What the task asks
Reproduce verbatim the stretch of the records below from the line containing "recessed ceiling light?" through the end of the records.

--

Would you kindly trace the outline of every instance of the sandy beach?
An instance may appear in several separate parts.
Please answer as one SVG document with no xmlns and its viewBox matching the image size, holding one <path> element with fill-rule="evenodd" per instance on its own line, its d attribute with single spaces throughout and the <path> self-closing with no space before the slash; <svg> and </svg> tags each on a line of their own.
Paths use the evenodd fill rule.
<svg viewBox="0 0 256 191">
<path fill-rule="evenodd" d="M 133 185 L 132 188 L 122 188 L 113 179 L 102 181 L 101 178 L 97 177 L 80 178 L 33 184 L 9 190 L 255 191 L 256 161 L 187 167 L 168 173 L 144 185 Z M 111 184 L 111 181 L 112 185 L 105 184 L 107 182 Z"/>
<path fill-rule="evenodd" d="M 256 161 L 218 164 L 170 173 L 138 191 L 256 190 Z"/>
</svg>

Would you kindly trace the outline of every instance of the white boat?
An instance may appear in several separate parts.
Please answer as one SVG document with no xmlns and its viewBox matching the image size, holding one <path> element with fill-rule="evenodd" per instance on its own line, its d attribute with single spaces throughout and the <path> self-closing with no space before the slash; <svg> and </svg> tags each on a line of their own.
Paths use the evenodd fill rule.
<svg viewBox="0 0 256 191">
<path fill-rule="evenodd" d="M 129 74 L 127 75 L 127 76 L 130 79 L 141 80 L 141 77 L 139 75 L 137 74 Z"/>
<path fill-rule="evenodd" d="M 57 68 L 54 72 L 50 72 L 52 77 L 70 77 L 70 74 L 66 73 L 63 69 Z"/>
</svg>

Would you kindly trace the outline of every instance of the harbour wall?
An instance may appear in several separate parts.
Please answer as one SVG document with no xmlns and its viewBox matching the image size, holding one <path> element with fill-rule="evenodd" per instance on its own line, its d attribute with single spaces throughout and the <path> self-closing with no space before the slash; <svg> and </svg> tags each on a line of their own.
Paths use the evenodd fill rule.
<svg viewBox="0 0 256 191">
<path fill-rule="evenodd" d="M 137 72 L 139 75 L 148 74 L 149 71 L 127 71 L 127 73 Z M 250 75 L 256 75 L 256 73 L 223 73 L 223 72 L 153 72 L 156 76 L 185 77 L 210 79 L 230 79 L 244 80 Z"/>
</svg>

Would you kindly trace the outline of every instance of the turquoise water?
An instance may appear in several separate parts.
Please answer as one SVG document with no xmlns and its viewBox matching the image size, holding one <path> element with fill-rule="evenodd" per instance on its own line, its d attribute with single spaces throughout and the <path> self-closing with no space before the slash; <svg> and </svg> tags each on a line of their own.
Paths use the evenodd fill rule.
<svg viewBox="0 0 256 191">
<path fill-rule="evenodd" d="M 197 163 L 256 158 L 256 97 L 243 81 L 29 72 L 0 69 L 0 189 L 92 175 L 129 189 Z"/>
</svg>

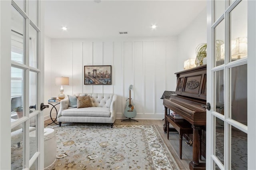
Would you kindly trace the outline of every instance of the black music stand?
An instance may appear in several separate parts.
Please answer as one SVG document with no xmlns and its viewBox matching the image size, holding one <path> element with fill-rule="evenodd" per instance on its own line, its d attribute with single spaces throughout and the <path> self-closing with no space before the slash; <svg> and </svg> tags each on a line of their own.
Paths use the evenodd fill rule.
<svg viewBox="0 0 256 170">
<path fill-rule="evenodd" d="M 173 91 L 164 91 L 163 95 L 162 96 L 162 97 L 160 99 L 164 99 L 169 98 L 171 97 L 171 95 L 173 95 L 175 94 L 175 92 Z M 168 115 L 170 115 L 170 109 L 169 109 Z M 164 118 L 163 119 L 163 121 L 164 119 Z"/>
</svg>

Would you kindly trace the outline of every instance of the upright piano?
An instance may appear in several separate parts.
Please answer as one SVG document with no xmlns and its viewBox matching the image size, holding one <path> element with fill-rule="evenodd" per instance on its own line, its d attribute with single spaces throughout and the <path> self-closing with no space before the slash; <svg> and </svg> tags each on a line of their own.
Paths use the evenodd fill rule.
<svg viewBox="0 0 256 170">
<path fill-rule="evenodd" d="M 190 168 L 205 169 L 205 163 L 199 162 L 199 153 L 201 153 L 200 150 L 201 146 L 204 148 L 206 147 L 206 109 L 202 105 L 206 104 L 206 65 L 175 74 L 177 76 L 175 94 L 171 95 L 169 99 L 163 100 L 165 115 L 164 130 L 167 131 L 166 115 L 168 109 L 182 116 L 189 122 L 193 128 L 193 160 L 190 163 Z M 201 134 L 203 138 L 202 140 Z"/>
</svg>

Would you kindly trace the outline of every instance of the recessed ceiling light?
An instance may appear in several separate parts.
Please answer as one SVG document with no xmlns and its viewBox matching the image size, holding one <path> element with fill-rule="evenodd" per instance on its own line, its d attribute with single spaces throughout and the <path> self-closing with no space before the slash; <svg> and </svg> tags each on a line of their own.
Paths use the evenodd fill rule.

--

Full response
Would you kindly trace the outline of every instance of the recessed ceiling light?
An instance may appear in several separate parts.
Please answer as one SVG document with no xmlns and its viewBox matching the image size, holding one <path> element with fill-rule="evenodd" per instance on its own line, its d attribute with single spaces throughout and the <path> self-closing with no space before the slash; <svg> and </svg> tags each on a line of their own.
Paths use the evenodd fill rule.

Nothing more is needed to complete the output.